* SOURCE DOCUMENT:

══════════

This is really getting together in your community with people that you work with in your community, have your neighbor come together, and to play and imagine together what's possible. There's this phrase that people say: "Politics is the art of the possible." But what our job is often to do is to expand what's possible, to expand what's possible within our politics. That often starts with a sense of play, with a sense of imagination, and that's grounded in community. That's what charrette processes are at their best.

When they're run by community, I think it's especially easy for them to live in that space where they're most powerful. When professionals are guiding them, they're often having to get to somewhere at the end. There's a lot more like, "Oh, it has to be deciphered from this way," and that can actually interfere with the play, that can make the stakes feel higher, that can make other things happen. When the communities come together, it really lets you have that purest form of thinking about those ideas and trying those ideas.

Here's the other thing: you don't even need other people to hold your own charrette. Here's a little thought—you can hold a charrette right in your own home. You can hold a charrette about your home. You can hold a thing about how you want to redesign your space, how you really design how you interact with the street right in front of where you are. You can actually have a design thought with your family, with your neighbor, with anybody in this process of creativity, of play, of thinking about the built environment and what can you do in this way.

We talk incrementally—what can you do to make the next step of improvement? How can you rearrange your furniture outside? How can you rearrange a bench in front of your house? These ideas—it really is an idea that works from the very small to very big. These ideas are really emboldened by—oh, gosh. Now I feel bad because I want to reference the book, but can I remember it? Oh, he did the plan for the University of Oregon. He did all—everyone, now look—if he made the three different books. But he talks about in A Pattern Language. In A Pattern Language, they talk about the smallest possible patterns down to how a room's arranged, or where a kitchen thing goes, to the biggest language of how we arrange our entire towns and communities.

He actually did a whole set of charrettes. Had people come out in sites and draw them out to do these things there. Really applied the idea from everywhere—to a kid thinking about their own bedroom or where it might be located, to an entire community thinking about where might you locate the buildings or the edges of the community. So these principles can be used in a lot of different ways.

The trick in Strong Towns that makes it powerful is figuring out, what can we play with together? Where can we be creative together? What's in our range of activity? What can we explore together and actually improve just a little bit? It's the same principles, the same ideas. You don't have to wait for some big community conversation. You can start playing with this stuff today. You can start thinking about how you can improve your relationship with your community through the design elements that you control, even if it's just the front door of your apartment, even if it's just a community common space. You have the ability to start those conversations with your neighbors and make a step forward.

══════════

* SOURCE DATA:
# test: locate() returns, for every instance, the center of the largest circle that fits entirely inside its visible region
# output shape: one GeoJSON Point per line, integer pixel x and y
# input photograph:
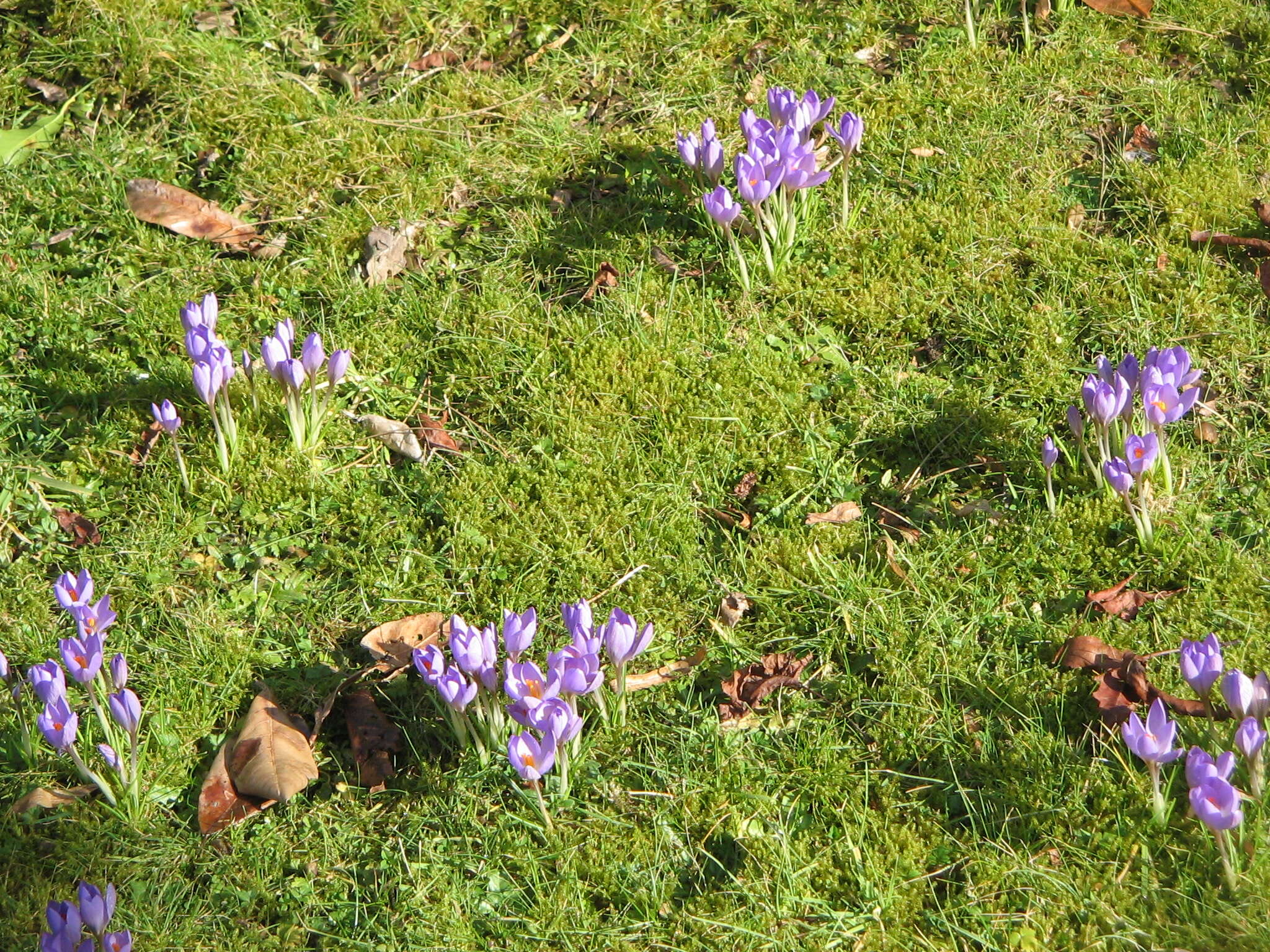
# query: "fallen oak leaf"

══════════

* REQUIRED WORK:
**a)** In the text on charrettes, what phrase about politics do people say?
**b)** Write the next part of the text on charrettes, beginning after its final sentence.
The lines above are separate material and are not part of the text on charrettes.

* PER-TASK OUTPUTS:
**a)** "Politics is the art of the possible."

**b)**
Abby Newsham 32:06

Yeah. Oh, go ahead, Carlee.

Carlee Alm-LaBar 32:08

Well, I was just gonna give a big shout out to this Local Conversation too, Abby. I think I'm gonna say it wrong. I say it Blono, but I'm not sure. But they are always on the forefront of so many of our activities. What I love about this and their work is they offered three design options. So they're trying to challenge the city to make sure these places stay activated and don't just let a temporary parking lot stay temporary for, oh, 10-15 years. There's so much we can do.

Shout out to them. They're a really great Local Conversation. They are continuing to kind of make sure that the Strong Towns ideas are at the forefront of solutions in their community, and this was just another example of their creativity and ingenuity to keep doing that. So they're amazing. We all have so much to learn from their work.

Abby Newsham 33:12

I think that the charrette—the word charrette—can sound intimidating to people when it's really just a fancy word for a workshop. The thing about charrettes that I think is really powerful is that you don't really need to ask super complicated questions. I mean, you can ask very simple, very particular questions that generate a lot of ideas.

So to your point, John, about whether you want to talk with people about redesigning your living room or talk with people about redesigning a site or even a city and neighborhood, you can do it through some very simple prompts and get a lot of information out of it. The point is that it's very collaborative.

Not to go back to Monte, but one of the things that I got to witness in Kansas City when he was working on a project—it wasn't his project, but he was supporting an organization at a redevelopment project—he just brought floor plans to a community meeting, blank floor plans of the building, and just said, "What's missing in this community?" He conducted a whole charrette with a big group of people, and it was very collaborative. It developed a lot of buy-in for different concepts.

So that's the beauty of workshopping things. These approaches really being led by citizens can make a big difference. When you bring these solutions to your city and tell them that you already have consensus around these issues, or at least a group that has consensus, that can be really powerful. Because people who are elected and people in these positions are often looking for that consensus and sometimes hire consultants to get consensus. So if you're bringing that to people, I think that that's incredibly valuable. I'd love to see more community groups doing this kind of thing to bring these solutions forward and be leaders.

John Reuter 35:13

The difference of the success in these when we're looking for consensus is too often consultants come in and they push to consensus too rapidly. They try to roll over complaints, roll over concerns, and just try to get to a thing so we can just move on and check a box. They're trying to create some sense of consensus. What they miss out on is the brilliance of people's ideas that the project could actually be better by engaging people in a messy process, by having a charrette, by having a workshop that has this real engagement and real ideas come forward. They actually end up in a better place.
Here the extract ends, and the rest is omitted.